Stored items
++++++++++

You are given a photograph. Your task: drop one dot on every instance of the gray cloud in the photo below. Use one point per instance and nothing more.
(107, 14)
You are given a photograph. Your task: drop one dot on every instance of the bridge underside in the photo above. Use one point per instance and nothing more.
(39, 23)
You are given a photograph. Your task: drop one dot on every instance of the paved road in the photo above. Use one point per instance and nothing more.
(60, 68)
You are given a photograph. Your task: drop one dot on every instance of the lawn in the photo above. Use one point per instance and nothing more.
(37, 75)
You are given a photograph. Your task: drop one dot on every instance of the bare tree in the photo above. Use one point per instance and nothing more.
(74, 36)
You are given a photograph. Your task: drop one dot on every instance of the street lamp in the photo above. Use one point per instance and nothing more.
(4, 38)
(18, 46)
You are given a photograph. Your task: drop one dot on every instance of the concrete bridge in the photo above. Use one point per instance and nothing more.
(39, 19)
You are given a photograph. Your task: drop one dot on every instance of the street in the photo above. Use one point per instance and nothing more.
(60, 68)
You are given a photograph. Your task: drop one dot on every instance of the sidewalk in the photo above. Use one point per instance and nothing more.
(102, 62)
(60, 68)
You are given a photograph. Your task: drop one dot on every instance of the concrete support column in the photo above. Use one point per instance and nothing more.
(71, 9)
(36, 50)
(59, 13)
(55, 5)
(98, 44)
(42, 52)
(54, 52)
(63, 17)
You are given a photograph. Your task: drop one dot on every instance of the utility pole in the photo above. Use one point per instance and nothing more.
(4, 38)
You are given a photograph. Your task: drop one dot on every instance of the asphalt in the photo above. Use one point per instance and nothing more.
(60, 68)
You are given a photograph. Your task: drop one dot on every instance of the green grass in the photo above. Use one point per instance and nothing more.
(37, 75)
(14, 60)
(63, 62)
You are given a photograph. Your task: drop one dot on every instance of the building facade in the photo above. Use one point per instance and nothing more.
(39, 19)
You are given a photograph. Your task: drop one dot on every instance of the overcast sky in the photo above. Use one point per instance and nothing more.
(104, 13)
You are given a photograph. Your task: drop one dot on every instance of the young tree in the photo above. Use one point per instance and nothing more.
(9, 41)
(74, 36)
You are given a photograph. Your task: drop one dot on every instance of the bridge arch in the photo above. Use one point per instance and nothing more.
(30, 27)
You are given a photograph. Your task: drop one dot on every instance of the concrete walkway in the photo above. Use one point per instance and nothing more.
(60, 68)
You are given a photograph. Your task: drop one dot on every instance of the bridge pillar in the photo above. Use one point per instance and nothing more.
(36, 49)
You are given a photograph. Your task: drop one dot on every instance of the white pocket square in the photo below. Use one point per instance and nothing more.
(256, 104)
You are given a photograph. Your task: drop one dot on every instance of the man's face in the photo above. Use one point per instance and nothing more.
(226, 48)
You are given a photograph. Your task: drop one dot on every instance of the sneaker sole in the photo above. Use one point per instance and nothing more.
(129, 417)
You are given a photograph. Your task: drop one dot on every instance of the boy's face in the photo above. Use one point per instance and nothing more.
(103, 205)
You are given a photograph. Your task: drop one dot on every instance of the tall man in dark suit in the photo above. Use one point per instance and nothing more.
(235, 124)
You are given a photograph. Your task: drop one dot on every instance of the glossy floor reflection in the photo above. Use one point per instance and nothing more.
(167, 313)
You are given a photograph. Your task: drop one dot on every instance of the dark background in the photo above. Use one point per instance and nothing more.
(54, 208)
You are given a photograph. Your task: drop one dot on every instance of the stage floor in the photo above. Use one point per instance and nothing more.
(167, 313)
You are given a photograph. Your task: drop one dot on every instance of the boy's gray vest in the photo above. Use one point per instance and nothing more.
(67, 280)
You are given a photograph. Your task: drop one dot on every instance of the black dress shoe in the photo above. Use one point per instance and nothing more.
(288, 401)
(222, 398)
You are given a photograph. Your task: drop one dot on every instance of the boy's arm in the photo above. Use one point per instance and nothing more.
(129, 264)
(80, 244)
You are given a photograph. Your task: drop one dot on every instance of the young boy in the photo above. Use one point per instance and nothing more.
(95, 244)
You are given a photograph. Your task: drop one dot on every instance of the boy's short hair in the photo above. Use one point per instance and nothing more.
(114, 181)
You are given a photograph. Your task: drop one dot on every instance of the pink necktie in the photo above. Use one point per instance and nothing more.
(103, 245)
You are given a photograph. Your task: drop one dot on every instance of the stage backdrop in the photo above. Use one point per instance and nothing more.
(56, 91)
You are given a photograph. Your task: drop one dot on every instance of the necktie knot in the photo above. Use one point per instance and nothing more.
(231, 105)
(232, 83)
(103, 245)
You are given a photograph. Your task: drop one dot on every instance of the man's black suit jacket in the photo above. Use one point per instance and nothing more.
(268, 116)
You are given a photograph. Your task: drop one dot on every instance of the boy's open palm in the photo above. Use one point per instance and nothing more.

++++++++++

EXERCISE AIM: Using the material above, print every entry exactly as written.

FULL RESPONSE:
You are given a photograph. Your task: drop one dot on every instance of the gray cloud in the photo below. Use one point per instance and nothing more.
(107, 14)
You are given a photograph. Your task: drop one dot on every instance of the bridge underside in the photo above. Use one point per instance and nothing more.
(39, 23)
You are given a photograph. Your task: drop one dot on every instance of the paved road in the photo above. Use one point per instance and nothing more.
(60, 68)
You are given a photograph. Your task: drop one dot on every instance of the lawn in the photo above. Use one point per instance and nothing more.
(37, 75)
You are given a photograph. Your task: drop one dot on every instance of the bare tree in the photo above. Use one point per instance and nothing more.
(74, 36)
You are given a photograph. Your task: drop one dot on every instance of the street lamp in the photo above. Use one point per instance and nothing more.
(4, 38)
(18, 46)
You are given a photograph. Your task: drop one dot on every instance of the concrete bridge in the photo above. Use one point per instance and nothing more.
(39, 19)
You are given a photograph. Your task: drop one dot on every instance of the street in the photo above. Use one point per instance and nothing more.
(60, 68)
You are given a photograph. Your task: drop one dot on every instance of the sidewalk in the photo above. Use one point per instance and nothing more.
(102, 62)
(60, 68)
You are given a photograph. Your task: drop one dot on every instance of the concrete support column in the photo above. Use one point per instance and nothing more.
(71, 9)
(36, 50)
(59, 13)
(55, 5)
(98, 44)
(42, 52)
(54, 52)
(63, 17)
You are given a photograph. Your task: drop one dot on every instance of the utility pole in the photo above. Use one point per instance and nothing more.
(4, 38)
You are given a photograph. Your task: drop one dot on every instance of the asphalt in the photo above. Use one point per instance and nothing more.
(60, 68)
You are given a photograph. Your task: drop one dot on every instance of the green grass in the photo above. Use one point per instance and nothing more.
(37, 75)
(14, 60)
(63, 62)
You are given a photograph. Your task: drop one dot on every instance of the building facade in the photo above. Use one point per instance and nothing more.
(39, 19)
You are given a photograph. Your task: drop one dot on every instance of the overcast sky in the photo above. Use one point per instance and nothing more.
(104, 13)
You are given a photograph. Your task: drop one dot on every instance of the young tree in the photo above. Use one point per instance and nothing more.
(9, 41)
(74, 36)
You are given a photograph. Your task: drop one dot on every instance of the bridge arch in the photo above. Use one point per instance and nothing more.
(30, 27)
You are given a photograph. Your task: drop one dot on every instance of the concrete walkway in the photo above. Use one point per instance and nothing more.
(60, 68)
You are given a photograph. Your task: drop one dot on every instance of the bridge pillar in the photo above. Use one point per instance and nothing more.
(36, 49)
You are given a photograph. Your task: drop one dot on every instance of the white pocket square in the photo below. Use one point per instance and nothing more.
(256, 104)
You are given a photograph. Your task: drop one dot on every instance of the man's face in the photo above. Use one point per instance and nothing more.
(226, 48)
You are given a photograph. Your task: drop one dot on every instance of the sneaker sole in the photo above. Use one point per instance and nothing more.
(129, 417)
You are given a photograph. Your task: drop one dot on every instance of the boy's face in the photo above. Use one point per instance and nothing more.
(103, 205)
You are given a photograph. Your task: drop one dot on every instance of the tall man in dark suit in the photo above. Use one point per instance and nothing more.
(235, 124)
You are given a photograph. Your task: drop one dot on every instance of the glossy floor reflection in the photo above. Use one point per instance and nothing more.
(167, 313)
You are given a photograph. Your task: drop one dot on every instance of the dark background in the photo above. Use one point per instance and nothing more.
(54, 208)
You are given a photograph. Your task: drop one dot on every instance of the stage floor in the photo above. Use one point per instance and nothing more.
(167, 313)
You are given a photograph. Your task: drop one dot on every instance of the boy's gray vest in the photo above. Use one point per instance and nothing more.
(67, 280)
You are given a photograph. Your task: drop one dot on every instance of the black dress shoe in the photo above. Use one point per instance and nothing more.
(288, 401)
(222, 398)
You are given a photograph. Your task: drop one dot on every instance of the boy's arm in the photo above. Use one point per instance and nothing more.
(129, 264)
(80, 244)
You are given a photograph. Your task: drop one dot on every instance of the young boy in the photo above. Use one point per instance and nothing more.
(95, 244)
You are given a photograph. Your task: drop one dot on every instance of the boy's short hair in the photo above. Use one point per instance and nothing more.
(114, 181)
You are given a photograph. Your task: drop one dot on every instance of the pink necktie in the photo above. Use one point per instance and nothing more.
(103, 245)
You are given a photograph. Your task: drop one dot on every instance of the stage backdrop in the photo above. Use one point per instance and nothing more.
(56, 91)
You are given a photograph. Your task: drop one dot on every instance of the necktie knot in the photo above. Use one point per instance and nothing more.
(231, 105)
(232, 83)
(103, 245)
You are given a photograph. Your task: drop one dot on every instance of the man's black suit jacket in the photo above. Use one point per instance and nothing more.
(268, 116)
You are given a photograph. Your task: drop one dot on every instance of the boy's open palm in the photo above. Use one point per instance and nothing more.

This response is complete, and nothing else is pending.